Referring expression pointing data:
>>
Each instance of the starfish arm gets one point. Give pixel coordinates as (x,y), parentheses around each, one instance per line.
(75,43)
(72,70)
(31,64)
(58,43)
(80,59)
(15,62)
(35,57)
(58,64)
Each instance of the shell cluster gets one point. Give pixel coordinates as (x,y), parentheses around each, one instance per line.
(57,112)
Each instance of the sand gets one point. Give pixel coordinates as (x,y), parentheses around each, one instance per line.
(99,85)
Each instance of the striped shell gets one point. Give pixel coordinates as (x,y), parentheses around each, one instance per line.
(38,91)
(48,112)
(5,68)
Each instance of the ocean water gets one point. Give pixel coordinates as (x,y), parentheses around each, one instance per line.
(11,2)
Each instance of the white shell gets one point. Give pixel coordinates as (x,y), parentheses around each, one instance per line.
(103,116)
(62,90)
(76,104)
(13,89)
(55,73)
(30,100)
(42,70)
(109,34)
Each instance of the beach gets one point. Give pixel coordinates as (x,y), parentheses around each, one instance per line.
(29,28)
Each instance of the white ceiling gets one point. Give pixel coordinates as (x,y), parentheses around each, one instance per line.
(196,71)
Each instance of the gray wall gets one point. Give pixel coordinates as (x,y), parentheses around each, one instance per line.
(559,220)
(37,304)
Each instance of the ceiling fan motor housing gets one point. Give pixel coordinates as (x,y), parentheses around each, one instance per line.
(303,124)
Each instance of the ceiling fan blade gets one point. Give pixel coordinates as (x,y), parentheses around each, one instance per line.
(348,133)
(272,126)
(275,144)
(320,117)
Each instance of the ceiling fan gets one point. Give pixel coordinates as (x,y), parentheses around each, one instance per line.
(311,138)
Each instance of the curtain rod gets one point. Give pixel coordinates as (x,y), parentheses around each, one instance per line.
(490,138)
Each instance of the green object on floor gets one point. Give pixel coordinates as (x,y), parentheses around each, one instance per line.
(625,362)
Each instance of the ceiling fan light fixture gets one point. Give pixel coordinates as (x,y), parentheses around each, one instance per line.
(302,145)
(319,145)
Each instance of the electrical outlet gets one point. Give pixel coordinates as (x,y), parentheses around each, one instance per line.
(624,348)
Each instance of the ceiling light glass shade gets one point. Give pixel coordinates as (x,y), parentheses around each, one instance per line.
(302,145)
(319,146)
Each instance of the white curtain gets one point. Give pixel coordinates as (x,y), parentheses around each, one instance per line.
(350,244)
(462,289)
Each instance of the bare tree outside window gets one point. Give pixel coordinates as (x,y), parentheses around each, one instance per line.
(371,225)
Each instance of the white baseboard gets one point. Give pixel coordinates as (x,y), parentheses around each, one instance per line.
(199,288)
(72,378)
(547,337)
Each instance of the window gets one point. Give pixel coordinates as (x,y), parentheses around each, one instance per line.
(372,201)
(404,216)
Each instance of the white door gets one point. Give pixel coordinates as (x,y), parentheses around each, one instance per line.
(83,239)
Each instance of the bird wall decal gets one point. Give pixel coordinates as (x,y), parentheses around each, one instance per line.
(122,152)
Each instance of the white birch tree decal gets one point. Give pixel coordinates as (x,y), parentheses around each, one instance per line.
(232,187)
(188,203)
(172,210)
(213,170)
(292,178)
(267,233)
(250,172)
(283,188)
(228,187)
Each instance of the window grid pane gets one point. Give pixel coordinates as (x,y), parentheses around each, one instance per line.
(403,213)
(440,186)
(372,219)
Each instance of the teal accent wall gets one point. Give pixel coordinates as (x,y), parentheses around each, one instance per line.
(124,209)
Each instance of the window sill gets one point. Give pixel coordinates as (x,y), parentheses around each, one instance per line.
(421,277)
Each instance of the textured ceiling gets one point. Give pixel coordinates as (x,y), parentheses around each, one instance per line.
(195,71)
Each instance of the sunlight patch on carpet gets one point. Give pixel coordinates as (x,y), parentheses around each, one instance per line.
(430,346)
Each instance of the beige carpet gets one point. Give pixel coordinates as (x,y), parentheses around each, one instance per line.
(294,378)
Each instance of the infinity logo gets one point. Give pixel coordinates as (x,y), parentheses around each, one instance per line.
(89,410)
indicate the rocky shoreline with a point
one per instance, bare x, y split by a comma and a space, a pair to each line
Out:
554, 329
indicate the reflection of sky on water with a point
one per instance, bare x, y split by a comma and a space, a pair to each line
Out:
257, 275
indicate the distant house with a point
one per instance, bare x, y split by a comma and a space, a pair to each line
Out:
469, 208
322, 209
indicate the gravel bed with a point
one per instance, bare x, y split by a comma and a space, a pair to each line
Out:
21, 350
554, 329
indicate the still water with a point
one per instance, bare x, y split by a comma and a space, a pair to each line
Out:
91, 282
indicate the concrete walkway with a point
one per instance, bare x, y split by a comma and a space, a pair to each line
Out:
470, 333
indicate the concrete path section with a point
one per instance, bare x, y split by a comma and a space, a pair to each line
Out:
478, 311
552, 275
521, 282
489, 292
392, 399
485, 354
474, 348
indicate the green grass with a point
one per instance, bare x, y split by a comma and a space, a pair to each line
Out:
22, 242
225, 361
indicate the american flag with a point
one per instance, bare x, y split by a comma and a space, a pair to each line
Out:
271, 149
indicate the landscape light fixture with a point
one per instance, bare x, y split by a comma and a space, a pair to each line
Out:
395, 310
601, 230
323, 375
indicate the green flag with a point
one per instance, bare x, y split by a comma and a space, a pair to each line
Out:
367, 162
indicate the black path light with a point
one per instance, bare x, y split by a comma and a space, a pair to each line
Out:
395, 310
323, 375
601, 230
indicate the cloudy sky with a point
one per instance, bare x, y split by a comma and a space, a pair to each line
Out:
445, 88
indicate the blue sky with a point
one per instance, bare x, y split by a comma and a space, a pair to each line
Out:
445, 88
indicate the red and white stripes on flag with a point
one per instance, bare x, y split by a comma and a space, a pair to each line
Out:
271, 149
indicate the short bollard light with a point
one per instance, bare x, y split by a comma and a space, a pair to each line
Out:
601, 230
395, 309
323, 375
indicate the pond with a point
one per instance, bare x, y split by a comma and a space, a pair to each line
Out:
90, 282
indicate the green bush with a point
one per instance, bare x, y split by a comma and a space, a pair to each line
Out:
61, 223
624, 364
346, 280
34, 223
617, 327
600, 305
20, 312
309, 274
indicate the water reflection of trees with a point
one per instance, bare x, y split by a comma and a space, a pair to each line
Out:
<<
Transcribe all of the records exactly.

Each instance of the starfish arm gets one point. Give pixel coordinates as (x,y), parentheses around each, one instance per line.
(75,43)
(72,70)
(31,64)
(58,43)
(80,59)
(15,62)
(35,57)
(58,64)
Each instance of the shell cluster gets one point. Give pixel coordinates as (x,y), parentheses around each, one instance per line.
(57,112)
Each instance of the sand gets one point. Give pixel coordinates as (x,y), parentheses around each, one instance per line.
(99,85)
Each instance of the striped shell gets one point. Give pixel coordinates as (x,y), parentheses around each, one instance per line.
(38,91)
(48,112)
(5,68)
Each instance of the ocean water gets one point. Give pixel coordinates as (x,y), parentheses around each, one instance per line.
(11,2)
Each instance of the white shell gets one point. Give pixel coordinates as (x,y), parentheses around each, one instance per line.
(103,116)
(62,90)
(76,104)
(13,89)
(55,73)
(30,100)
(42,70)
(109,34)
Each instance of the beach gets one point. Give pixel coordinates as (x,y), parentheses around each, one instance per line.
(29,28)
Each instance of the white ceiling gets one point. Give pixel coordinates as (x,y), parentheses around each, one instance per line.
(196,71)
Each instance of the gray wall gets one point. Give pixel coordinates as (x,y), parentheses around each, one instance per line.
(559,220)
(37,304)
Each instance of the ceiling fan motor housing gets one point. Give pixel coordinates as (x,y), parentheses around each, one instance per line.
(303,124)
Each instance of the ceiling fan blade gets one point. Give pixel coordinates as (x,y), parentheses around each, one instance per line.
(348,133)
(272,126)
(275,144)
(320,117)
Each instance of the ceiling fan gets one point. Give pixel coordinates as (x,y), parentheses around each, one instance per line.
(311,138)
Each instance of the curtain rod gets one point. Give pixel coordinates as (x,y), parentheses around each, one instance per line.
(490,138)
Each instance of the green object on floor gets one point. Give pixel coordinates as (x,y), parentheses around each, one instance per line.
(625,362)
Each instance of the ceiling fan light fixture gets one point. Give pixel coordinates as (x,y), parentheses around each, one instance per line.
(302,145)
(319,145)
Each instance of the electrical outlet gets one point. Give pixel coordinates as (x,y), parentheses around each, one instance per line.
(624,348)
Each instance of the ceiling light glass shade gets one point. Give pixel coordinates as (x,y), parentheses around each, one instance per line.
(302,145)
(319,146)
Each instance of the white curtain gets one point. Give pixel coordinates as (x,y), parentheses around each, one instance per line.
(350,244)
(462,289)
Each instance of the bare tree outside window gets one point. Give pixel coordinates as (x,y), parentheses around each, one instance per line.
(371,225)
Each instance of the white baseboard gets one point. Give pixel coordinates as (x,y), parentheses around each, one instance per line.
(199,288)
(72,378)
(547,337)
Each instance of the window gets one point. Give pixel coordinates as (x,y), parentheses around each, one instance per line.
(372,201)
(404,216)
Each instance of the white door gets one point. Give pixel coordinates as (x,y), parentheses around each, one instance per line.
(83,239)
Each instance of the bird wall decal gets one point. Give pixel coordinates as (x,y), parentheses around each, one instance per line.
(122,152)
Each instance of the white birch tree decal gets one point. Give pixel coordinates as (x,y), parentheses around each, one instance per line.
(232,187)
(188,203)
(172,210)
(213,170)
(292,178)
(267,233)
(250,172)
(283,188)
(228,187)
Each instance of the window grid pane gets one point. Give pixel coordinates as (x,y), parentheses around each, one instance per line.
(403,213)
(440,186)
(372,219)
Each instance of the teal accent wall gets one point. Give pixel coordinates as (x,y), parentheses around each, one instance per line.
(124,209)
Each instance of the window sill gets one point. Give pixel coordinates as (x,y), parentheses around each, one instance per line.
(421,277)
Each instance of the textured ceiling gets one point. Give pixel coordinates as (x,y), parentheses around each, one instance per line.
(195,71)
Each instance of the sunlight patch on carpet gets one point. Give pixel coordinates as (x,y), parentheses around each, one instance per line.
(430,346)
Each instance of the beige carpet gets one point. Give pixel coordinates as (x,y), parentheses around each, one instance per line.
(294,378)
Each instance of the infinity logo gets one point. Give pixel coordinates as (x,y), parentheses around each, one instance per line.
(89,410)
indicate the rocky shoreline with a point
one per instance, bare x, y split by a comma and a space, a pair to each line
Out:
554, 329
indicate the reflection of sky on water with a point
one per instance, bare x, y split by a comma and a space, a pair to each line
Out:
257, 275
indicate the distant house with a point
one per instance, bare x, y split by a comma and a space, a pair to each line
Out:
469, 208
322, 209
indicate the gravel bed with a point
one per instance, bare x, y split by a comma and a space, a pair to each line
Out:
21, 350
554, 329
indicate the still water with a point
one per instance, bare x, y split by a comma and a space, a pair to each line
Out:
91, 282
indicate the concrete walkway with a point
one per instance, bare x, y split by a comma and a space, a pair to each line
Out:
470, 333
indicate the concrete path section with a point
one per instance, bare x, y split by a comma and a space, a pair to each line
Out:
478, 311
552, 275
521, 282
489, 292
392, 399
485, 354
474, 348
indicate the green grass with a point
one per instance, bare x, y split by a comma and a space, a pair to each line
Out:
22, 242
225, 361
indicate the american flag with a point
one per instance, bare x, y split by a comma and a space, a pair to each line
Out:
271, 149
indicate the landscape light fixture with a point
one per instance, bare x, y split by a comma and a space, a pair to each line
Out:
395, 310
601, 230
323, 375
indicate the green flag with a point
one per instance, bare x, y split by a comma and a space, a pair to each line
Out:
367, 162
indicate the black path light with a point
one per instance, bare x, y split by a comma and a space, a pair to each line
Out:
395, 310
323, 375
601, 230
indicate the cloudy sky with a point
one per instance, bare x, y split by a comma and a space, a pair to each line
Out:
445, 88
indicate the blue sky with a point
one per instance, bare x, y split by a comma and a space, a pair to each line
Out:
445, 88
indicate the red and white stripes on flag with a point
one per instance, bare x, y split by a comma and a space, a pair to each line
Out:
271, 149
indicate the short bollard light with a point
one per instance, bare x, y split by a comma and a space, a pair to each line
Out:
601, 230
395, 309
323, 375
indicate the pond with a point
one per instance, bare x, y split by a comma and a space, a pair to each line
Out:
90, 282
indicate the green bush with a point
one per instance, bare x, y split by a comma and a space, a pair to each line
Out:
61, 223
624, 364
346, 280
34, 223
617, 327
600, 305
20, 312
309, 274
indicate the water reflection of trees with a point
one per instance, bare x, y split by a comma and a space, a pair to each line
Out:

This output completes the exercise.